» **Aim**:
In the listing below, change every "Domain" to "Category" and leave the rest as it is. Omit the pictures from your answer.

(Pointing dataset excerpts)
------

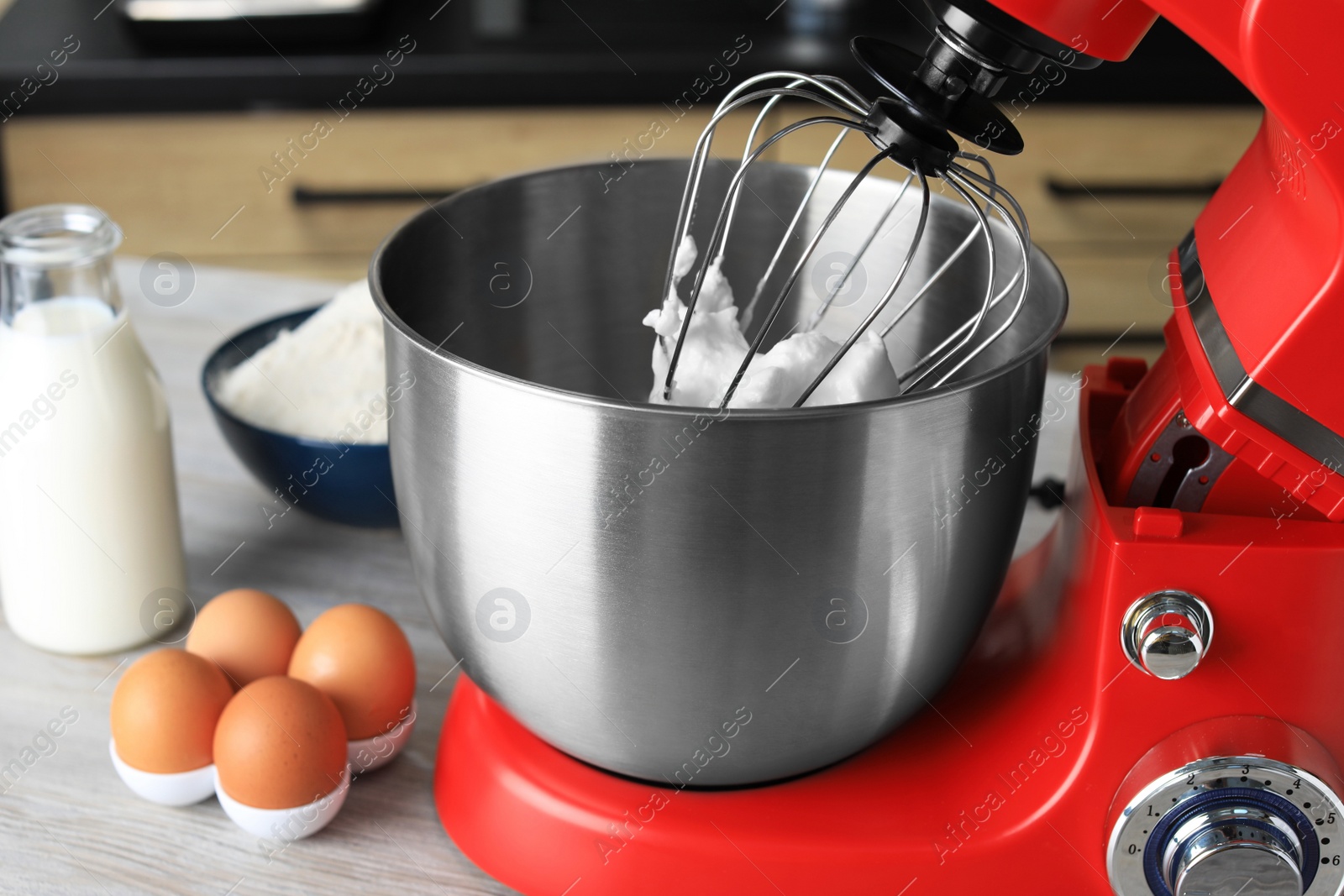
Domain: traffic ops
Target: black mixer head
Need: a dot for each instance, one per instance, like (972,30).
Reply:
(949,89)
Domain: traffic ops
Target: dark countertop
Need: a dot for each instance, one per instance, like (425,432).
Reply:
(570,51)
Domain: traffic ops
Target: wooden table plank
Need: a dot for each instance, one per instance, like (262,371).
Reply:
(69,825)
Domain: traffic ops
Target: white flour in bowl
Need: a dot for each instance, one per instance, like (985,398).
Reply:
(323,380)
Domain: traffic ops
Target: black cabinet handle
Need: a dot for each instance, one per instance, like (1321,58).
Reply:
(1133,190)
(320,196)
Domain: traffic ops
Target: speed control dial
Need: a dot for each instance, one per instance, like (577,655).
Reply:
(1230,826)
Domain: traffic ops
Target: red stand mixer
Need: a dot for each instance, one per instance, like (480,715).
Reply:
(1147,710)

------

» **Solved problem**:
Category: traffic ops
Target: black mixer head
Need: a dot for each instance, one per instance, like (972,30).
Reply:
(949,89)
Category: traffic ops
Target: dark countertop
Need: a dot for each instance, one per instance, like (425,432).
Reply:
(570,51)
Category: traffic ops
Target: wooden table plank
Need: a dot for each instance, one per instance, like (262,371).
Reply:
(69,825)
Category: traffic ops
Target: white flour in bowl
Need: a dot for each instance, one per instance, like (985,398).
Reply:
(323,380)
Category: traffic ops
Target: black cabinet handle
Need: a dot for each instance, one per instance, like (1321,58).
Reply:
(1133,190)
(320,196)
Category: traffic ops
Target: speed control dial
Need: a dot for each instance, one per instance, like (577,655).
Reply:
(1230,826)
Category: traffic ops
Target: red stand mixer
Need: a dot for each instance, one per instance, like (480,715).
Reply:
(1147,710)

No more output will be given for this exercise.